▶ [Text segment]
Conflict in the workplace absorbs a lot of time and energy, yet most leaders prove unskilled in this arena. This is not a function of lack of positive intention or effort, rather from using strategies that focus externally instead of internally. Unless leaders shift their subconscious assumptions that drive their conscious behavior, any attempts for change prove difficult to apply to various contexts.
The strategy shared in this article is simple and profound, and also requires self-mastery. It applies to any situation, from a scuffle on an airplane to M&A negotiations to the Middle East “peace” process. Here are two examples with the outline of the strategy following suit.
Situation One: From Naples to SF
On a flight from Naples to San Francisco, a passenger flying with her young child is annoyed by the sleeve of my client’s jacket, which touches and apparently agitates her skin. Over the course of the flight’s first hour, both become increasingly irritated and annoyed with each other’s exchange of unpleasant micro-glances and tit-for-tat behavior.

▶ [Written exercise 1]
In the article on workplace conflict, what bothers the passenger on the flight from Naples to San Francisco?
▶ [Written exercise 2]
According to the article on workplace conflict, why are most leaders unskilled at handling conflict? Answer in one to three sentences.
▶ [Written exercise 3]
Pick up the article on workplace conflict from its last sentence and write what comes next.
The rows that come after this aren't needed for anything here.

[Recorded data]
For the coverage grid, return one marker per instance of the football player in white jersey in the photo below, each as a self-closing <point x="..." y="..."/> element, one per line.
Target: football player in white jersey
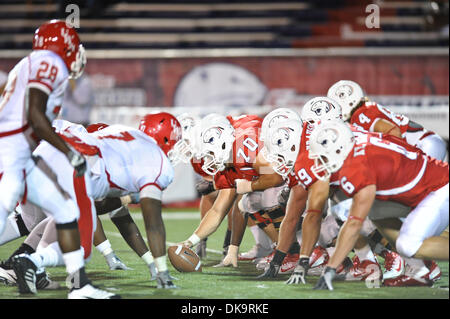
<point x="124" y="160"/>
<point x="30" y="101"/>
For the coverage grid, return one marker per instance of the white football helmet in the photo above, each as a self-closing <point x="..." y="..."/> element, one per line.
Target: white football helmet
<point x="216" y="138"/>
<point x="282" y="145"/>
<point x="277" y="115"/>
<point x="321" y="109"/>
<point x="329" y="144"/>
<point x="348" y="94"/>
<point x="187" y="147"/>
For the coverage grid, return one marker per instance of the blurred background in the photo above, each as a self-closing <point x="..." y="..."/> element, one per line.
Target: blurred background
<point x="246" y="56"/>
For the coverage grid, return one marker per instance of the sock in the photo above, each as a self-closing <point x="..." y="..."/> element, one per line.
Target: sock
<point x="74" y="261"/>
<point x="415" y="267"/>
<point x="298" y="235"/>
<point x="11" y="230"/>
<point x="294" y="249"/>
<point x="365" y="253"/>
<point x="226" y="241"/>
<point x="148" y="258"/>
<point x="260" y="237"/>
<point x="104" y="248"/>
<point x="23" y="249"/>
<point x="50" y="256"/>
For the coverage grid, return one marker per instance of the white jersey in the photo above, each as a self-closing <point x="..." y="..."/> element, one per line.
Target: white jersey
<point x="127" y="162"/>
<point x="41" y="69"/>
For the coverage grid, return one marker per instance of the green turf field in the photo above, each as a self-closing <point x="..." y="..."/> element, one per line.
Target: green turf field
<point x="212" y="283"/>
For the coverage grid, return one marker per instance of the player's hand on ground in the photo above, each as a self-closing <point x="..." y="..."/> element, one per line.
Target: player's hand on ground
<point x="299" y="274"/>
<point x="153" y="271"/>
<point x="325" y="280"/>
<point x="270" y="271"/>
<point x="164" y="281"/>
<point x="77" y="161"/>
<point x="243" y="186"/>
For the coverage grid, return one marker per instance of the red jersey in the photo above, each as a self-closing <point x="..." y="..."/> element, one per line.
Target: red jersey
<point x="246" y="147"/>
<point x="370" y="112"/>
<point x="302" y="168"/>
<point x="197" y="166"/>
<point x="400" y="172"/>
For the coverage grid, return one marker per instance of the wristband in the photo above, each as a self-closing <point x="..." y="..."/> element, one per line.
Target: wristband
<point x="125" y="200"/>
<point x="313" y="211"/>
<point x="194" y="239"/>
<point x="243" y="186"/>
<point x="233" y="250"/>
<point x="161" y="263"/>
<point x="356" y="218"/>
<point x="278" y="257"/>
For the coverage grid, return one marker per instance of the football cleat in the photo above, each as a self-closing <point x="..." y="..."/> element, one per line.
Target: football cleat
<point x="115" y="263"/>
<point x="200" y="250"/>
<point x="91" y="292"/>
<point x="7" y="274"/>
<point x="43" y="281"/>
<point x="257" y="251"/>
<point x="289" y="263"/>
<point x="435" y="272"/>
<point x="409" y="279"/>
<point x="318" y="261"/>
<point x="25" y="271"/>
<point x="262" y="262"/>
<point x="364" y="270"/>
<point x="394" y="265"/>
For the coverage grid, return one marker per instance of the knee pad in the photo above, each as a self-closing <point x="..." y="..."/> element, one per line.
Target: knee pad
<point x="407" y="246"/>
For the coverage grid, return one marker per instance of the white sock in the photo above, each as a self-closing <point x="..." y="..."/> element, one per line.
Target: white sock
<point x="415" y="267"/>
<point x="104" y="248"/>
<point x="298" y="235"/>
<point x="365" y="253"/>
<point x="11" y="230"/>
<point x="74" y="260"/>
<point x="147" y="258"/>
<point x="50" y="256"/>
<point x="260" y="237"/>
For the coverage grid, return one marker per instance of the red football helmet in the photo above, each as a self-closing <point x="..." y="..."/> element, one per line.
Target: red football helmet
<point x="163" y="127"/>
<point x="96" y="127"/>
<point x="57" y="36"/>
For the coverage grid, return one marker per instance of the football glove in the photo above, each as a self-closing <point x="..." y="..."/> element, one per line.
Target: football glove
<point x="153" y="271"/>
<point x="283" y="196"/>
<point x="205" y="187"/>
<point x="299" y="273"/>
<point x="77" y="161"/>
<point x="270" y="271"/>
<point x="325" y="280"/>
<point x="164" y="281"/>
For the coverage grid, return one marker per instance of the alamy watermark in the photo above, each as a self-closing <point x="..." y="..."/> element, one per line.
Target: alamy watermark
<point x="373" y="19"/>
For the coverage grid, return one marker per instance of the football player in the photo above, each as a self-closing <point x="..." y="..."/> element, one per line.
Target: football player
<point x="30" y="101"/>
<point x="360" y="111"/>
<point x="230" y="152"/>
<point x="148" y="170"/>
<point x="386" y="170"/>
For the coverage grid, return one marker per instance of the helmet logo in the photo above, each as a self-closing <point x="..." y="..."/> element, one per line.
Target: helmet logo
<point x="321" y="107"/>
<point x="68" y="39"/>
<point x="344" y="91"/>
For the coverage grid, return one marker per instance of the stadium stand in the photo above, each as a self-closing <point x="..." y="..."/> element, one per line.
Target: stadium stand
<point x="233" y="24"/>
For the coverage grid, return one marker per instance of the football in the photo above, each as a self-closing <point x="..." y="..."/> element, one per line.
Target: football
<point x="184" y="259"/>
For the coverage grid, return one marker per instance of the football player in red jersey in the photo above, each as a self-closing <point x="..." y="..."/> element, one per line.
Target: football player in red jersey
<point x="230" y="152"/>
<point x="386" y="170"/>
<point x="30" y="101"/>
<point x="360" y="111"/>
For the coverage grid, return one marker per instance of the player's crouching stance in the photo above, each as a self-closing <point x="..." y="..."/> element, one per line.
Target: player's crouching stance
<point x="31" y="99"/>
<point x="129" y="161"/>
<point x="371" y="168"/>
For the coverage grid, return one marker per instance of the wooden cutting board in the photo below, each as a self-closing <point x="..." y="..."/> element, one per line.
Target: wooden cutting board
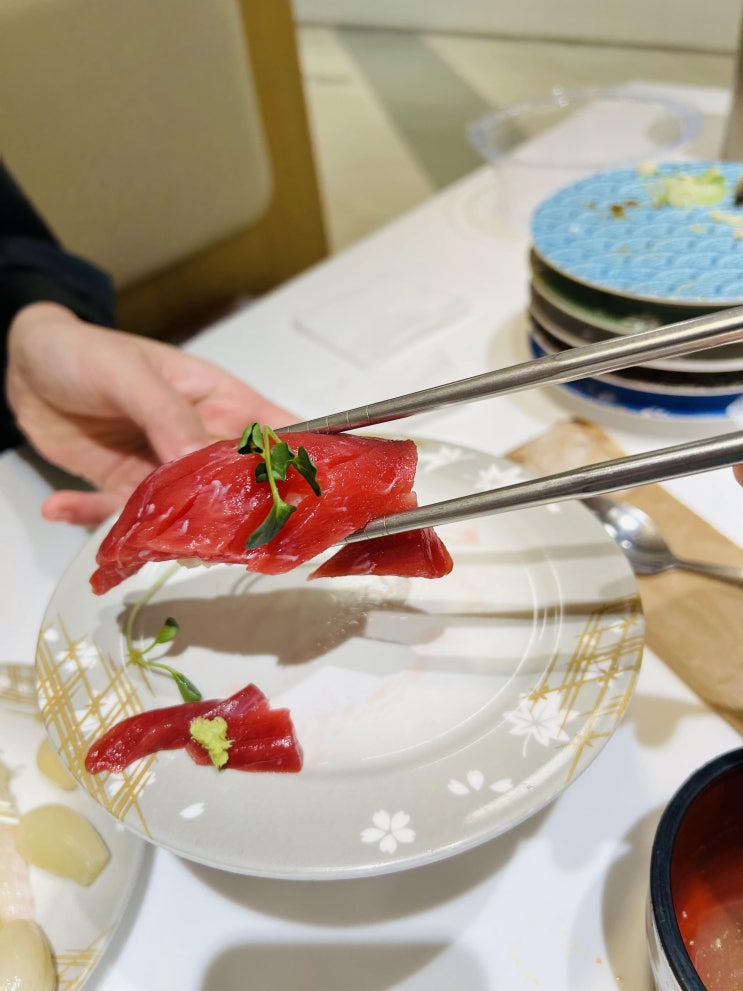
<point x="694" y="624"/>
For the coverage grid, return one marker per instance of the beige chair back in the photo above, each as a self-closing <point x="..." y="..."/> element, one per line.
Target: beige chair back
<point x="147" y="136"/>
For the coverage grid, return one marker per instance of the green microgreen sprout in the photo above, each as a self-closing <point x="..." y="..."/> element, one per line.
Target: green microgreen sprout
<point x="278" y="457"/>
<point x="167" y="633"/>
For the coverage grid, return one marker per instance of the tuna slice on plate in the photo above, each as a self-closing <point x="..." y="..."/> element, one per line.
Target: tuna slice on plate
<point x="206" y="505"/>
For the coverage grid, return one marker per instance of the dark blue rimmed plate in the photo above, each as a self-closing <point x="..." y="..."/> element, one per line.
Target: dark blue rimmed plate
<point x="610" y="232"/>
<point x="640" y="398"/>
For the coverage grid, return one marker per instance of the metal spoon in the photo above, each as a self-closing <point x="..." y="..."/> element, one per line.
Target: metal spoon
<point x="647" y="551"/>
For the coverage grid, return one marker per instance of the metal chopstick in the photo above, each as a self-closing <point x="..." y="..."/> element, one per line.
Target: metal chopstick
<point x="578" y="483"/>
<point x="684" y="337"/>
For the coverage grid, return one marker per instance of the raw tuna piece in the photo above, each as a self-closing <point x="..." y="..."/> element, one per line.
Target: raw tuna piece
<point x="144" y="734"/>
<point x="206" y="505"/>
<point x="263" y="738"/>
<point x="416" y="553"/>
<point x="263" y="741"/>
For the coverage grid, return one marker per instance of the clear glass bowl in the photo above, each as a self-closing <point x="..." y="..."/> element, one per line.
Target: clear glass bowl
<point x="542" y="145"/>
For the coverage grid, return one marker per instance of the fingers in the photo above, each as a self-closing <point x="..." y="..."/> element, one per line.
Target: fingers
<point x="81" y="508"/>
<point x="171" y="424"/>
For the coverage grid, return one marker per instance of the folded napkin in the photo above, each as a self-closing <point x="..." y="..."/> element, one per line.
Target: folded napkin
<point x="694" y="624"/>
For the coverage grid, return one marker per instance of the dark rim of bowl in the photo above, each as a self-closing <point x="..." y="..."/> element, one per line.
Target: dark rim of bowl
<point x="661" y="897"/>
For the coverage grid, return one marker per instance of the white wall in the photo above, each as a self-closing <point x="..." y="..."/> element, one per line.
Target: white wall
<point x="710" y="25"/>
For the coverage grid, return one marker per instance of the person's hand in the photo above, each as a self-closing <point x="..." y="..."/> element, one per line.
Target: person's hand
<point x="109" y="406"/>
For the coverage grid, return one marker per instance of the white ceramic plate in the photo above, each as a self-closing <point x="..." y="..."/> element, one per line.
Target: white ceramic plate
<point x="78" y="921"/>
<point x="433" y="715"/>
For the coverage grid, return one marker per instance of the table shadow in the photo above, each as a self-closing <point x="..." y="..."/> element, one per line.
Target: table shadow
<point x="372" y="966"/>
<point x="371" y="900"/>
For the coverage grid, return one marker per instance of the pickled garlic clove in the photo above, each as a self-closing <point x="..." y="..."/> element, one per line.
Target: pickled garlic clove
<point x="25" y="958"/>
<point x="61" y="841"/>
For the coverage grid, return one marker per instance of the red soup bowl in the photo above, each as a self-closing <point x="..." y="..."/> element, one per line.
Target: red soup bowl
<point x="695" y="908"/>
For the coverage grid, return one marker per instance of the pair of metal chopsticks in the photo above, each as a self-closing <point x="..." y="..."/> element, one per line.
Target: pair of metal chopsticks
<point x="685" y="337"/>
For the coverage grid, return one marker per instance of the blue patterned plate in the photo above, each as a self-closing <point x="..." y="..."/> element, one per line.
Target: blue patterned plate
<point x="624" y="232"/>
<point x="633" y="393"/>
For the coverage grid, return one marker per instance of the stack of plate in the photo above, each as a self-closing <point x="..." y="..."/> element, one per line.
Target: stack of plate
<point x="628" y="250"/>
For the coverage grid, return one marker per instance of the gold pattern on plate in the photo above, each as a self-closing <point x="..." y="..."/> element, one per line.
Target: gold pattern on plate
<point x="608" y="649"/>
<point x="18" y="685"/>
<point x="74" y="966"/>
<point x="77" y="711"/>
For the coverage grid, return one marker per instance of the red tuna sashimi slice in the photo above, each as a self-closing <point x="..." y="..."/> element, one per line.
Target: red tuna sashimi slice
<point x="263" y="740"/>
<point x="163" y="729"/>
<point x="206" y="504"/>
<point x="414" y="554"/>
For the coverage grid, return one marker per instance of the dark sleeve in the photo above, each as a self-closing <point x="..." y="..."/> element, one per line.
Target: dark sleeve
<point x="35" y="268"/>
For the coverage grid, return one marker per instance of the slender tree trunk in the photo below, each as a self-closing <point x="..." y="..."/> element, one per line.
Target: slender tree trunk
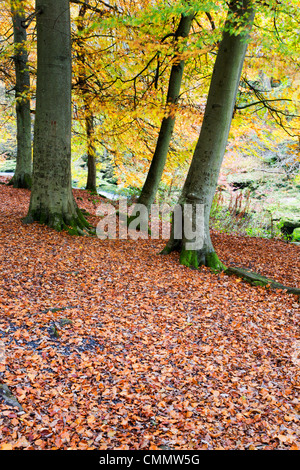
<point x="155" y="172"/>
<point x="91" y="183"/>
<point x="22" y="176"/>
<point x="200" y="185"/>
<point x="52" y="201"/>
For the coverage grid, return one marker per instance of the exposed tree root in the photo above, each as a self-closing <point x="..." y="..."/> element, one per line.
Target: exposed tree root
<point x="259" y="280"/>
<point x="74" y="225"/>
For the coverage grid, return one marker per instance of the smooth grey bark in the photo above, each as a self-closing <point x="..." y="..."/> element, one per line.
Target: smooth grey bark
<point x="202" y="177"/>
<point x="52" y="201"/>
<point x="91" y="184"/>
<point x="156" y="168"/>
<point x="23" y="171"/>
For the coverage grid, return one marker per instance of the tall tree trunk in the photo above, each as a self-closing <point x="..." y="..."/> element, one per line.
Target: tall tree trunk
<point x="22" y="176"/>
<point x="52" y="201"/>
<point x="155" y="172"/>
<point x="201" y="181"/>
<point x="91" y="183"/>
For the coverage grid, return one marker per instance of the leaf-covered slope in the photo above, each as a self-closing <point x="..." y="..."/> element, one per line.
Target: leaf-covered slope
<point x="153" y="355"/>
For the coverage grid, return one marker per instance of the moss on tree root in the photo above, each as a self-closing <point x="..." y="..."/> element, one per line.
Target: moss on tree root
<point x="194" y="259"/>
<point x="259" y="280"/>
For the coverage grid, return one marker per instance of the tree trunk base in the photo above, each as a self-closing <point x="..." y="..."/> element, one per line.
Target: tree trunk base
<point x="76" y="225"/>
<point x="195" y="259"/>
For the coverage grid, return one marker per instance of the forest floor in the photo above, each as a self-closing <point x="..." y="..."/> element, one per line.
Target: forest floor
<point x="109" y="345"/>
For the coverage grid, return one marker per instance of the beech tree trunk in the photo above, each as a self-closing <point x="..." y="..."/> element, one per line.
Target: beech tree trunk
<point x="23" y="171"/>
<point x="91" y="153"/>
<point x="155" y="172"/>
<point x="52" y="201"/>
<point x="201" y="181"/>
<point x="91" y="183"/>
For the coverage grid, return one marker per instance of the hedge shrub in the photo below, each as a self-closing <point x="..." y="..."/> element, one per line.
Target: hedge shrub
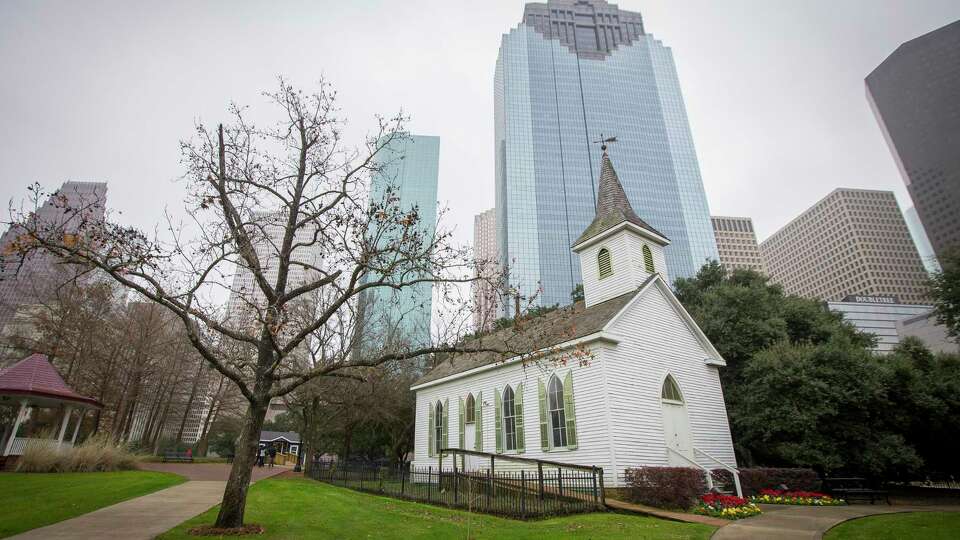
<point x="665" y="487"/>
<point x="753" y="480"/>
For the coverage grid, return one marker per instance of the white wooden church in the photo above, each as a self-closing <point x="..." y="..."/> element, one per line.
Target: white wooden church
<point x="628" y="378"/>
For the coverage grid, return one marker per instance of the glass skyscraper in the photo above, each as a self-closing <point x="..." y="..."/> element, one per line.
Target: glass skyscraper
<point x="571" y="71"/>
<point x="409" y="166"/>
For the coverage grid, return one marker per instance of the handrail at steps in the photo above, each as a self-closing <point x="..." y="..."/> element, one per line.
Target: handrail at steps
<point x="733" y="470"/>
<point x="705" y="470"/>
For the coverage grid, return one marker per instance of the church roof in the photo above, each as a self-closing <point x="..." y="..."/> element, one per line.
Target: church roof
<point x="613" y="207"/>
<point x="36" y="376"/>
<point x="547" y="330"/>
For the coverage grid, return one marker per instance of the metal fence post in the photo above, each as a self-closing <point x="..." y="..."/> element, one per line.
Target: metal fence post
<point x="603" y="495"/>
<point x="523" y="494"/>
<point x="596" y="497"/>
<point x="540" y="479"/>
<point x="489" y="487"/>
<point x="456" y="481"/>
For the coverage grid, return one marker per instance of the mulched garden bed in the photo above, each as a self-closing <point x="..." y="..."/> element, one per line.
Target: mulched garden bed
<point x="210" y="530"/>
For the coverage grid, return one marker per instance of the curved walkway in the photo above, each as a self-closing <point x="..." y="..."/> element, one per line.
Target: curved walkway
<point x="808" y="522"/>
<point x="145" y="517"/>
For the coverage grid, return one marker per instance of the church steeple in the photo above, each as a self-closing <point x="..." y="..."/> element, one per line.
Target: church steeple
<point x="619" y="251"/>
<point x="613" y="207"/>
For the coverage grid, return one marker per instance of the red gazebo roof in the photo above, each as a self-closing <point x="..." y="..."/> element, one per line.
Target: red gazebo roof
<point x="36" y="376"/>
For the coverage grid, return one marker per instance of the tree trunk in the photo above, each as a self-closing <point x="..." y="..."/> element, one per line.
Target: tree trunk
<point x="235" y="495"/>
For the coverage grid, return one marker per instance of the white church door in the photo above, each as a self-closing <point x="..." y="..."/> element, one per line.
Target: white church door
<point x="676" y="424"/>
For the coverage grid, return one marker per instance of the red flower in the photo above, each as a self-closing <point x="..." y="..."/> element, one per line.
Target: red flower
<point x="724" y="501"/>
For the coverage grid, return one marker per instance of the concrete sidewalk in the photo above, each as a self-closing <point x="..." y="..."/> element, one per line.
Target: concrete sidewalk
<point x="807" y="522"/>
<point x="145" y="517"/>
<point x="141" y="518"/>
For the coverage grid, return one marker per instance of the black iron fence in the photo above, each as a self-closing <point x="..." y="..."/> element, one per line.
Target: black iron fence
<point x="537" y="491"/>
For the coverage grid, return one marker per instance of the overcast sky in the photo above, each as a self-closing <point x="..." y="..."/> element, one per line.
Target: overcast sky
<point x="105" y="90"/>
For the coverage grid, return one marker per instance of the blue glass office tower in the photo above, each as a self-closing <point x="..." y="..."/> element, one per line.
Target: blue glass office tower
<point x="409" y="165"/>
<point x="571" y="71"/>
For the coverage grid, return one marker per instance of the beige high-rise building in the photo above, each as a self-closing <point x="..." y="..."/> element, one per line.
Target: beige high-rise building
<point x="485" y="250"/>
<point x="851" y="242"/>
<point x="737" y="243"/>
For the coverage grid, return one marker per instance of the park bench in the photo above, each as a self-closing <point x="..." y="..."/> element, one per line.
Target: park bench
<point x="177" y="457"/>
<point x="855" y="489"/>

▶ [Task result 1]
The sleeve of the client's jacket, which touches her and apparently agitates her skin.

▶ [Task result 2]
The problem isn't a lack of good intentions or effort. Leaders use strategies that look outward instead of inward, and unless they change the subconscious assumptions behind their conscious behavior, any change is hard to apply in different situations.

▶ [Task result 3]
My client decided to turn things around. Using her mounting anger as a call to attention, she realized that this interaction was headed into a negative spiral that would end badly. Knowing that she wanted to read calmly on the flight instead of feeling irked, she decided to take action. Instead of outsourcing her power to the stewardess, who has hierarchical power on an airplane, she took the lead to create peace. Upon seeing her neighbor’s general harried state about the plane delays and her young daughter’s restlessness, my client concluded that the jacket was not the “real” problem and that something else was going on. She decided to influence (not control) the situation to create peace by stowing her jacket as an act of goodwill, and then asking the passenger if she needed anything or if there was something she could do for her. The tone between them immediately softened and after a few minutes of chatty exchange, the passenger fell asleep, as did her child and my client could get back to her reading, in peace. It’s a small interaction, but we all know how small interactions can escalate into disproportionate arguments or even wars.
Situation Two: A cross-functional team project
On a project team put together to make a company acquisition, exchanges between people in the business development, finance and legal teams become tense. Each team has different priorities and crises, amidst everyone’s agreement to an M&A timeline that was fast-approaching and legally-binding. The VP of Business Development (Mary) was not getting the finally tweaks she needed from the finance and legal teams and her meeting with the company CEO and prospect acquisition executives was imminent.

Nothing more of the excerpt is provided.